DATA EXTRACT:

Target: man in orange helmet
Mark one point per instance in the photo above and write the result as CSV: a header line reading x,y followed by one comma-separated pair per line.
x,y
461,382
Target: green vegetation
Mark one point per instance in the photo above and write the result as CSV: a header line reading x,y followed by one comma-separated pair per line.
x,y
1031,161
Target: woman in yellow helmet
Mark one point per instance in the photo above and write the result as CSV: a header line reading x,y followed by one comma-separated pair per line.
--
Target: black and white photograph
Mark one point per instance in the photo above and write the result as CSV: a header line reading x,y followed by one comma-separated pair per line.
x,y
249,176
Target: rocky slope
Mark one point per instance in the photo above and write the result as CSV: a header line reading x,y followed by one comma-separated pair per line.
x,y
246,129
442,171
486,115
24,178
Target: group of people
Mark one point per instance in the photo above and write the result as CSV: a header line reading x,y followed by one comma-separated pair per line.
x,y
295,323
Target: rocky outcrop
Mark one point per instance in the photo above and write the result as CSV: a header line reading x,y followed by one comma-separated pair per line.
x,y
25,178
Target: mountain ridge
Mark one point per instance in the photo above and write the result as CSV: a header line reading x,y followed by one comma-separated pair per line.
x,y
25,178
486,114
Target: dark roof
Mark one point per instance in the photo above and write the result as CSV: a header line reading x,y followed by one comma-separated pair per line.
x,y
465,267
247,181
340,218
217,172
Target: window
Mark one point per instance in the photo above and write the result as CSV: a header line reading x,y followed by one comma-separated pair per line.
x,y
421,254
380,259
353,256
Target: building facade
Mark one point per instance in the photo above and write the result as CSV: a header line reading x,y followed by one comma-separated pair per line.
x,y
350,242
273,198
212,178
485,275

EXERCISE TASK: From the rows above, pull out each line that includes the string "rocky" and leave out all the others.

FINISHED ANSWER:
Target: rocky slope
Target: rocky outcrop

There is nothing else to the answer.